Description of the task
Rewrite the rows from the start through the line containing "[167,440,288,496]", substituting "granite" for every "stone" and changing nothing else. Leave the pictures out.

Task material
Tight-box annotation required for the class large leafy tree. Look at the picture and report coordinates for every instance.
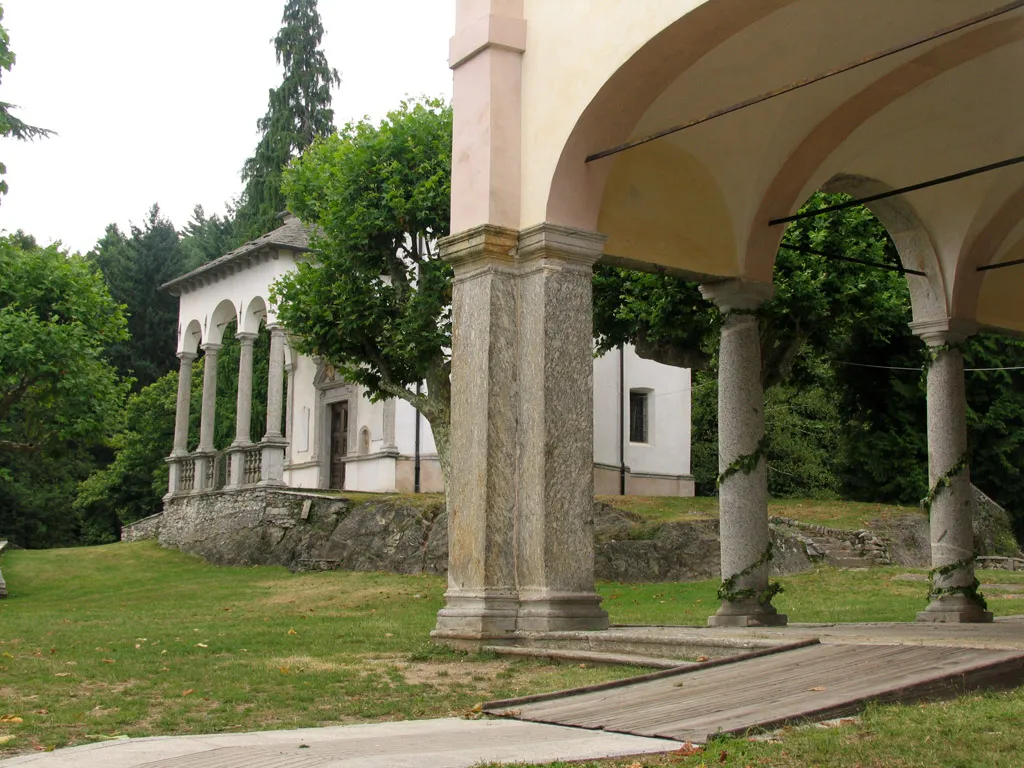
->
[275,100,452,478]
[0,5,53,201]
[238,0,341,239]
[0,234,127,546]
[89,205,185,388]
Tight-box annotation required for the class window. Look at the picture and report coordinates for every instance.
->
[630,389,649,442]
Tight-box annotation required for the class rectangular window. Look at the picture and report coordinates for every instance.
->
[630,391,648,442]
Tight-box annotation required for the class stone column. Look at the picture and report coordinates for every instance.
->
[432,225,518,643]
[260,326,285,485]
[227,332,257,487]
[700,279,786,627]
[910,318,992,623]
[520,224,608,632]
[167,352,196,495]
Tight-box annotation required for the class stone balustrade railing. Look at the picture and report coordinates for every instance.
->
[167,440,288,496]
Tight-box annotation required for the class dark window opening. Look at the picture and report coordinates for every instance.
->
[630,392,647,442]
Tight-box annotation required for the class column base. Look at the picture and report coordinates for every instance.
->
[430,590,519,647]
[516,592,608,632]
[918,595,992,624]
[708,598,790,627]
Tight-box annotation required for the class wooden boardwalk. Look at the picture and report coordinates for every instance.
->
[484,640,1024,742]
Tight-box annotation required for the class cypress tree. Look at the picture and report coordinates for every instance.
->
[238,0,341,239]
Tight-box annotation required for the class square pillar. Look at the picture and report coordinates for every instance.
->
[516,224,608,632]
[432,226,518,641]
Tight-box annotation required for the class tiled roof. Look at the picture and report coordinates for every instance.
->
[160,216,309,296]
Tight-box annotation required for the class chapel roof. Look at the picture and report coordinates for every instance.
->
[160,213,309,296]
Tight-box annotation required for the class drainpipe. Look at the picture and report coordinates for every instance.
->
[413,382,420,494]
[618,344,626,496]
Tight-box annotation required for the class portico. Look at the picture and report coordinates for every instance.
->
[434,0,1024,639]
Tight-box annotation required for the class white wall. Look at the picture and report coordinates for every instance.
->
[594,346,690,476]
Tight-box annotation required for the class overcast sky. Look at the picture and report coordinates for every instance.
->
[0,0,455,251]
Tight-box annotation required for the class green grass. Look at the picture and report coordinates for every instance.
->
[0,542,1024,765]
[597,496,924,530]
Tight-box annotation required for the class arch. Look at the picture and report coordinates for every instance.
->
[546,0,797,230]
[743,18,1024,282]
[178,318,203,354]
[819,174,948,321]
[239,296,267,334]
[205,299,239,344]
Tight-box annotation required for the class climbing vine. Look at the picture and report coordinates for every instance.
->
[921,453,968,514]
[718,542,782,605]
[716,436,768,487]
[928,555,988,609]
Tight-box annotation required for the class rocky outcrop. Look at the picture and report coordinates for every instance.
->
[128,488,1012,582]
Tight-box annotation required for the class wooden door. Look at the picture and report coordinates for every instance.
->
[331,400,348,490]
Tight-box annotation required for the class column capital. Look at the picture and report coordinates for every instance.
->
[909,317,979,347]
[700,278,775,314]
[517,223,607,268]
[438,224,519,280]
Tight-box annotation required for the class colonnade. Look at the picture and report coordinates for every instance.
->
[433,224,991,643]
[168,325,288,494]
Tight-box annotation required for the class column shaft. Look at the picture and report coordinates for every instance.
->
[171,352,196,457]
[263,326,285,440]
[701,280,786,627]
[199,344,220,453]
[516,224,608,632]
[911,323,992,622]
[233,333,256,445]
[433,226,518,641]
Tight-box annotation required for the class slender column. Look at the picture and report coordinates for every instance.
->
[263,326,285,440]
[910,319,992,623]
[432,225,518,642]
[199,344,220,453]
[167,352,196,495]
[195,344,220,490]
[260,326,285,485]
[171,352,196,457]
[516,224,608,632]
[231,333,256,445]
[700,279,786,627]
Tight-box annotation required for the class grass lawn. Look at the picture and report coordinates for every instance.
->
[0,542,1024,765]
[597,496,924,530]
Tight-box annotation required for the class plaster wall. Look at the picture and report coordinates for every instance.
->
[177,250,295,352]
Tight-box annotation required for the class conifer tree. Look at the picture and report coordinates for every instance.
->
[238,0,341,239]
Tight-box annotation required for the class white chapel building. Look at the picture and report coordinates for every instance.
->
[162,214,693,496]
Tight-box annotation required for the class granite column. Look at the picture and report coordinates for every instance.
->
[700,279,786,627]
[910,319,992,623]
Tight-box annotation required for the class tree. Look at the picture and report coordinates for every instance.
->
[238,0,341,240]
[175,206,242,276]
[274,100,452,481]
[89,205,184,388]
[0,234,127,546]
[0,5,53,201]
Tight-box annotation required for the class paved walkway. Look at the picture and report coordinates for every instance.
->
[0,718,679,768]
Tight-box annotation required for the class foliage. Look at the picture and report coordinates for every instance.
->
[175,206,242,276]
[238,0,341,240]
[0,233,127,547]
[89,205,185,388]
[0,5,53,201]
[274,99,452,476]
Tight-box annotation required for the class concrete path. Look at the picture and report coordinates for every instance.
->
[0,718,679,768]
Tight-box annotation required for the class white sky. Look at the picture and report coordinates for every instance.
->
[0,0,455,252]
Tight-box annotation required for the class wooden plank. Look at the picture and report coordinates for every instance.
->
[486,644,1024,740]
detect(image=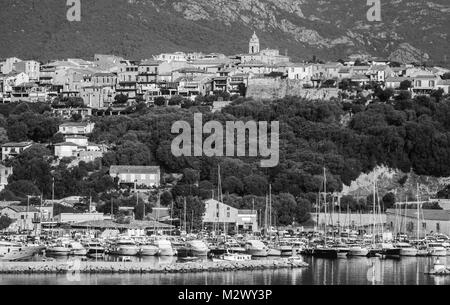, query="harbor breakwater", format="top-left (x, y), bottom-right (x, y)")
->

Exercise solution
Tight-box annotation required for the class large leafy tree. Look at the picture and report coordinates for every instance.
->
[275,100,452,478]
[0,5,53,201]
[238,0,341,239]
[0,234,127,546]
[89,205,185,388]
Tight-box annotation required for the class window. Look at the picture and report coordinates for every instance.
->
[630,389,649,442]
Tight-box annotation required for the class rectangular window. Look at the picture and report coordinates for every instance.
->
[630,391,648,442]
Tight-box annotation required for the class granite column. Look at the picture and report coordinates for every instance.
->
[432,225,518,643]
[260,326,285,485]
[227,332,257,487]
[700,279,786,627]
[910,318,992,623]
[520,224,608,632]
[167,352,196,495]
Tight-box annotation required for the class granite balustrade railing. Look at the picture and report coordinates for every instance.
->
[167,440,288,496]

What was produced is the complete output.